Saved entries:
=== Begin Enclosure ===
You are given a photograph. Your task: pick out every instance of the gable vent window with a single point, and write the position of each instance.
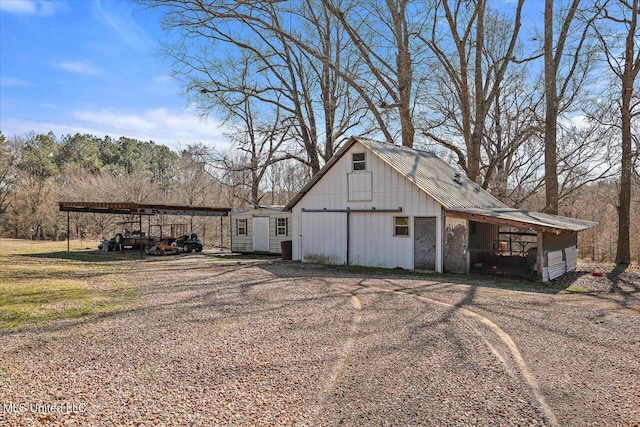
(241, 226)
(401, 226)
(359, 162)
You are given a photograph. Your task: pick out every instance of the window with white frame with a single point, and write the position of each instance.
(401, 226)
(281, 226)
(359, 162)
(241, 226)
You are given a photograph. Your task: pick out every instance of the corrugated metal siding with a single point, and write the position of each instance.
(556, 266)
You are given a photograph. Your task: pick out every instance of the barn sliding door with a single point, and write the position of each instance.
(424, 243)
(261, 234)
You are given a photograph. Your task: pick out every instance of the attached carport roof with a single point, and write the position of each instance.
(127, 208)
(522, 219)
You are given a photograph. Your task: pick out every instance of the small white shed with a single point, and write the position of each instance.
(261, 229)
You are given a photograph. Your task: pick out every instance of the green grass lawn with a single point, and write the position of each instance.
(40, 282)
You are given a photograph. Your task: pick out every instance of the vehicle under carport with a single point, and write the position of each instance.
(140, 210)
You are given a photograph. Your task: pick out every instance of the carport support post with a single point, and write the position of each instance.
(348, 232)
(539, 256)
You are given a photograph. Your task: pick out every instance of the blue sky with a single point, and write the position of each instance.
(92, 66)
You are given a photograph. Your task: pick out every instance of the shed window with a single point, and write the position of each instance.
(401, 226)
(241, 225)
(359, 162)
(281, 226)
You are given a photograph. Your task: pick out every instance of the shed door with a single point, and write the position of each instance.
(424, 243)
(261, 234)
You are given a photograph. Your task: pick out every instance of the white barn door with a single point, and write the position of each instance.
(261, 234)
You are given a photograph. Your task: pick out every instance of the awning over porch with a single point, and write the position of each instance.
(522, 219)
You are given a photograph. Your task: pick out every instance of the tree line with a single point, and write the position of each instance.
(523, 108)
(38, 170)
(544, 115)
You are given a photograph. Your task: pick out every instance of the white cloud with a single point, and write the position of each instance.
(31, 7)
(12, 81)
(119, 17)
(173, 128)
(19, 7)
(79, 67)
(163, 79)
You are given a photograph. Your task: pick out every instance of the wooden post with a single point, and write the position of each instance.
(539, 255)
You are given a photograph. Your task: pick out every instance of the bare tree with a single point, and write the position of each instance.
(476, 65)
(623, 58)
(567, 59)
(282, 75)
(8, 173)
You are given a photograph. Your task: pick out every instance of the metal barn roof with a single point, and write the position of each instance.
(460, 196)
(434, 176)
(431, 174)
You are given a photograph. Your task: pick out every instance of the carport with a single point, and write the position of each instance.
(512, 240)
(140, 210)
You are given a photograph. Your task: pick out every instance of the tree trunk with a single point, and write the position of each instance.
(551, 115)
(623, 252)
=== End Enclosure ===
What is required:
Type the entries again verbatim. Any pictures should be skipped.

Task answer:
You are given a photograph. Your task: pick out every instance of the gable vent window with a single point, and write the position of each instance.
(241, 226)
(401, 226)
(359, 162)
You are given a photograph. Your task: pick out every instance of the window with white frame with a single point, and write the position of each instance.
(401, 226)
(281, 226)
(359, 162)
(241, 226)
You are given a photograph. Your task: pick out every instance of the corrugated metal siding with a single point, and write the position of each instance.
(556, 266)
You are given a photograph. Your task: pick out every instance of the barn sliding door with a single point, and write the position of each instance.
(424, 243)
(261, 234)
You are given a photograph. Your task: pick out every instance of the attached carport roof with a single point, and write the position of each instance.
(127, 208)
(522, 219)
You are given a photograph. Your task: pick out every instance of the small white shed with a single point, and write the position of each instance.
(261, 229)
You are given a photograph. Your task: pick out every instance of the green grass lawn with a single point, and write the position of each instance.
(40, 282)
You are given a photograph. Your task: pick out every instance of the vehicle under carport with a single point, and write the position of each instance.
(140, 210)
You are given a photograph. Your task: pick out every instance of the carport support post with a single point, and write the position of each instance.
(348, 232)
(539, 256)
You are given a photograph. Your task: pick out every instance of the blue sky with a single point, and write the position of each instance.
(92, 66)
You are given a photograph. Your task: pick out every instance of the shed window with a single point, and write the position of each instance.
(401, 226)
(241, 225)
(359, 162)
(281, 226)
You are given a photograph. Your task: pick out every instance of the shed door with a single point, and write the position of each instance.
(424, 243)
(261, 234)
You are given a photograph. Your task: pick out every instance of the white barn door with a single point, and write the position of each instance.
(261, 234)
You are given a photograph. Your task: pick out every instance of the awning over porch with a single point, and write the position of each instance.
(522, 219)
You are given a photograph. Your task: pick out every instance of the tree line with a single point, and write the position of each instance.
(523, 108)
(38, 170)
(544, 115)
You are given a photograph. Your task: pick out every instance of the white cloud with a single point, and write the position of each instance.
(31, 7)
(12, 81)
(119, 17)
(173, 128)
(19, 7)
(79, 67)
(163, 79)
You are given a photograph. Your task: pick out every instance of the wooden post with a single point, and write the position of each instance.
(539, 255)
You are given a photograph. Your task: pick out every instance of the bare tree with a single point, and write the position of each instance.
(476, 65)
(623, 58)
(567, 59)
(282, 75)
(8, 173)
You are given a photograph. Your task: pick out every instance of the metal barn roof with a single point, and write the position of each instance.
(460, 196)
(434, 176)
(431, 174)
You are given a photograph. Your task: pick out every instance of the carport with a single point, and write the position of each instance.
(512, 240)
(140, 210)
You are given a photograph. Your task: pick out every instance of the tree trunk with a single point, and write the position of each instance.
(551, 115)
(623, 252)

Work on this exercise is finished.